• [TASK SET]
1. Answer these questions from the discussion thread below:
(a) How much flash and how much RAM does the 30-36Mhz processor have?
(b) What kind of ARM chip does one commenter say it is?
(c) Which processor did the HP 48 S/SX/G/GX calculators use?
2. Print the stretch of the discussion thread below from "the only way" through "dear. (4, Informative)", without changing a single word.

• [SELECTED PASSAGE]
··········

Re:Sorry but I have to ask.. (1)

petermgreen (876956) | more than 6 years ago | (#24630735)

Arm covers a very wide range of processors from microcontrollers with no mmu and very little ram or rom like flash to chips with PCI busses and memory controllers that are capable of running a full linux distro at tollerable speeds.

This chip is firmly at the microcontroller end of the scale. It doesn't have anywhere near enough memory to run linux and I very much doubt it has a mmu either.

Re:Sorry but I have to ask.. (1)

T3Tech (1306739) | more than 6 years ago | (#24631031)

Oh bah, you're going let little details, like pointing out that the 30-36Mhz processor only has 128k of flash and 6k of RAM, get in the way of a beowulf cluster? You're no fun... Party pooper. :p

Re:Sorry but I have to ask.. (2, Informative)

rthille (8526) | more than 6 years ago | (#24630667)

No, it's an ARM7, so no MMU, so no NetBSD.

At least I think that's true, based on the Atmel part number quoted in another posting.

Oh dear. (0)

Anonymous Coward | more than 6 years ago | (#24626973)

Now I can't trust my HP 20b Business Consultant Financial Calculator anymore.

How do I know someone didn't add code to my calculator to return the wrong answer on specific inputs?

Re:Oh dear. (1)

zanderredux (564003) | more than 6 years ago | (#24627077)

the only way to be 100.1% sure is to read the source, recompile and upload yourself. if you cannot do that, you should consider returning your geek card....

Re:Oh dear. (4, Informative)

Goaway (82658) | more than 6 years ago | (#24627297)

You should not be so quick to call for others to return their geek card, when you yourself is not even aware of one of the biggest legends in computing [wikipedia.org] .

Re:Oh dear. (0)

Anonymous Coward | more than 6 years ago | (#24628935)

this shit is awesome

Re:Oh dear. (1)

byteschlepper (942284) | more than 6 years ago | (#24627139)

I'm getting one for my boss, preprogrammed to change the result if my current hourly rate is being multiplied by anything like 1.03

HP calculators (3, Interesting)

chrysalis (50680) | more than 6 years ago | (#24626989)

HP calculators have always been hackable. The 48 S/SX/G/GX calculators had a large and active scene. I spent countless hours coding on it. The Saturn processor was very nice to code on.

··········

• [SOURCE DATA]
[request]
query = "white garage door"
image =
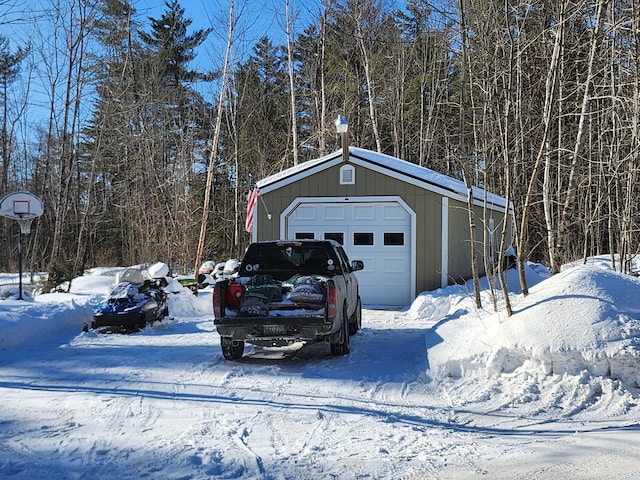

··········

• [SOLVED TASKS]
1.
(a) 128k of flash and 6k of RAM.
(b) An ARM7.
(c) The Saturn processor.

2.
the only way to be 100.1% sure is to read the source, recompile and upload yourself. if you cannot do that, you should consider returning your geek card....

Re:Oh dear. (4, Informative)